→ **Passage provided**
start

Judge tosses LA’s second lawsuit against journalist over police headshots

The ruling comes a day after the city agreed to pay the journalist's lawyer $300,000 to settle a similar lawsuit.

LOS ANGELES (CN) — For 29-year-old freelance journalist Ben Camacho, it's two legal victories in two days.

On Monday, the city of Los Angeles agreed to drop its lawsuit against Camacho and a nonprofit advocacy group over hundreds of photographs of Los Angeles Police Department officers, which it claims were "inadvertently" handed over to Camacho when it fulfilled a public records act request.

As part of the settlement, which still needs to be approved by City Council, the city will pay $300,000 in defense attorney fees.

On Tuesday, Camacho won a second dismissal a similar lawsuit against him on free speech grounds.

"It's clearly protected activity, protected by the First Amendment, as it relates to his role as a journalist," said Superior Court Judge David Cunningham.

Camacho was working as a freelancer in 2021 when he filed a public records act request for "the most up-to-date roster of LAPD names, badge numbers, serial numbers, division, sworn status" of every LAPD officer, as well as their headshots. The police department fulfilled most of the request, but withheld the photos.

Camacho sued for the photos, and eventually, the city agreed to hand over more than 9,000 headshots on a zip drive. As part of the settlement, the city said it was excluding photos of cops in an "undercover capacity."

Camacho handed over the photos and the information to the nonprofit activist group, Stop LAPD Spying Coalition, which it used to create a searchable database of nearly every cop in LA — Watch the Watchers.

The website enraged the Los Angeles Police Protective League, which said the database included "the names and photographs of officers engaged in sensitive investigative assignments, placing their lives and the lives of their families in extreme jeopardy and peril."

The league then sued the city, calling the photos' release "one of the worst security breaches in recent memory." Even Mayor Karen Bass called the debacle "an egregious mistake." After the city sued Camacho and the Stop LAPD Spying Coalition, the league dropped its suit.

Later, more than 140 anonymous officers who say they have "worked recently in either an undercover or surveillance capacity" filed their own lawsuit against the city, saying they fear retribution from criminals they have helped prosecute. The city then filed its second complaint against Camacho and the Stop LAPD Spying Coalition as a cross-complainant in the officers' lawsuit.

Whereas the earlier suit sought to claw back the photographs and get the Watchers site taken down, the second suit was over money, seeking to force Camacho and the Coalition to pay for any judgment or settlement owed to the anonymous cops.

end

→ **Extracted entries**

start

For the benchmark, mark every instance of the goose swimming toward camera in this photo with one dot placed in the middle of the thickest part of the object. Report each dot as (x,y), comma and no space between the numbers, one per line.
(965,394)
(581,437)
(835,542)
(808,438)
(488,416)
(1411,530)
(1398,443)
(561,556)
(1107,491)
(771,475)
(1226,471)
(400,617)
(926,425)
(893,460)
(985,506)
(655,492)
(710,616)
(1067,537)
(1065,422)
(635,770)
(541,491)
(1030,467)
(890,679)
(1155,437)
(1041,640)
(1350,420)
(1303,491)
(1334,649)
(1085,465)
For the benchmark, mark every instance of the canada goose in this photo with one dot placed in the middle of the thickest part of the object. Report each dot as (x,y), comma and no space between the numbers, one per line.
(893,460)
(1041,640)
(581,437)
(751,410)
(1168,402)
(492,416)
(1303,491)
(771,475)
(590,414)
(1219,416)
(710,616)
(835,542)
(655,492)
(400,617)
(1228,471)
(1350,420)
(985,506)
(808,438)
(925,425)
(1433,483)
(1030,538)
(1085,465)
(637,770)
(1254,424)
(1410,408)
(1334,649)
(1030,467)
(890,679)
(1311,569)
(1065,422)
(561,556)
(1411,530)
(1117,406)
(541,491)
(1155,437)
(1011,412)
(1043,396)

end

→ **Given request**
Continue the article about the lawsuits over LAPD officer headshots, starting after its last sentence.

→ **Response to this exercise**
And whereas the first suit survived an anti-SLAPP motion — a legal maneuver to quickly dismiss any suit aimed at chilling free speech or public debate — Cunningham agreed to grant the anti-SLAPP in the second case, and dismiss the officers' lawsuit.

The city had also filed its own anti-SLAPP motion, to dismiss the LAPD officers' lawsuit. Assistant City Attorney Aneta Freeman told the judge that she thought the two motions should have been heard at the same time, and that if Camacho's actions were protected by the anti-SLAPP statute, than so too should the city's.

Cunningham was unmoved by that argument, saying that Camacho's status as a journalist made his argument fundamentally different.

"The media cannot be punished for publishing truthful information," he said. "And that extends to re-publication."

The ruling marks the end of a legal proceeding that's been hanging over Camacho's head for more than year — although the city can file an appeal.

"Last year, the day I found out that I was sued, was one of the most stressful days of my life," Camacho said after the hearing. "I've had an increase in paranoia, stress and anxiety. It's been a lot."

He said the ruling hadn't completely hit him yet — he was still processing.

He added: "The fact that LA, a city that's as progressive as it is, would sue a journalist, really shows that they're acting in their own self-interest."

Hamid Kahn, the co-leader of the Stop LAPD Spying Coalition, said after the hearing that the city's two lawsuits aimed at Camcho and his group were an "abuse of power" by city attorney Hydee Feldstein Soto, and said it was a "complete failing" of other city officials to "reign" her in.

The city attorney's office has not responded to an email requesting a comment on the ruling.